[WHAT THE TASK REQUIRES] A letter-for-letter copy of the listing is required, with no pictures in it.

[ENTRIES SHOWN]

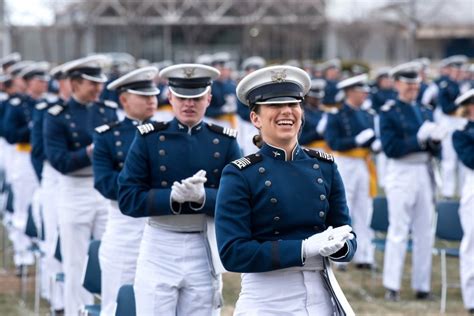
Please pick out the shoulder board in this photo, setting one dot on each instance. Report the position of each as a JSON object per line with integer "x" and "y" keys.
{"x": 41, "y": 105}
{"x": 52, "y": 99}
{"x": 15, "y": 101}
{"x": 387, "y": 106}
{"x": 110, "y": 104}
{"x": 104, "y": 128}
{"x": 55, "y": 109}
{"x": 247, "y": 161}
{"x": 222, "y": 130}
{"x": 152, "y": 127}
{"x": 319, "y": 154}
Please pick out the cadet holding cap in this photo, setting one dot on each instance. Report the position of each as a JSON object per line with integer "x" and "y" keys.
{"x": 276, "y": 209}
{"x": 171, "y": 176}
{"x": 68, "y": 131}
{"x": 350, "y": 135}
{"x": 463, "y": 141}
{"x": 410, "y": 140}
{"x": 121, "y": 241}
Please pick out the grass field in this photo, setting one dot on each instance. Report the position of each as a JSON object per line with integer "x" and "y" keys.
{"x": 363, "y": 289}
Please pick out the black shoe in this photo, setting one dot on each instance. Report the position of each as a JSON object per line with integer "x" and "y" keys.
{"x": 425, "y": 296}
{"x": 392, "y": 295}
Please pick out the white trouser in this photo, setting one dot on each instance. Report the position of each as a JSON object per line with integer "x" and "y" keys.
{"x": 50, "y": 211}
{"x": 118, "y": 255}
{"x": 245, "y": 137}
{"x": 285, "y": 293}
{"x": 24, "y": 184}
{"x": 451, "y": 173}
{"x": 410, "y": 206}
{"x": 355, "y": 176}
{"x": 82, "y": 215}
{"x": 466, "y": 213}
{"x": 173, "y": 275}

[SOLVED PROBLEM]
Please pick out the shoulder board in this photo, setting one dot on each instance. Report the position of each as a JSON object per line with integer "x" and "y" keys.
{"x": 41, "y": 105}
{"x": 52, "y": 99}
{"x": 15, "y": 101}
{"x": 387, "y": 106}
{"x": 110, "y": 104}
{"x": 104, "y": 128}
{"x": 55, "y": 109}
{"x": 247, "y": 161}
{"x": 222, "y": 130}
{"x": 152, "y": 127}
{"x": 319, "y": 154}
Please pick out the cadet holding cap in this photo, setting one dot on each instance. Report the position of each as a JSON object per line with integer "x" and "y" keys.
{"x": 276, "y": 209}
{"x": 171, "y": 176}
{"x": 68, "y": 131}
{"x": 350, "y": 135}
{"x": 463, "y": 141}
{"x": 410, "y": 140}
{"x": 121, "y": 241}
Please pick out the grass field in this photo, setting one dot on each instance. Report the position of each as a JSON object per line with integer "x" and "y" keys.
{"x": 363, "y": 289}
Please pick out the black shoe in this photo, setting one dot on each instance. Report the position of each as a JSON object per line with integer "x" and "y" keys.
{"x": 425, "y": 296}
{"x": 392, "y": 295}
Please pick out the white trouser in this photo, setting one dot on each instance. Report the position of each as a JSON object per line with integer "x" and "y" keys.
{"x": 50, "y": 211}
{"x": 118, "y": 255}
{"x": 245, "y": 137}
{"x": 285, "y": 293}
{"x": 24, "y": 184}
{"x": 451, "y": 173}
{"x": 410, "y": 206}
{"x": 355, "y": 176}
{"x": 82, "y": 215}
{"x": 466, "y": 213}
{"x": 173, "y": 275}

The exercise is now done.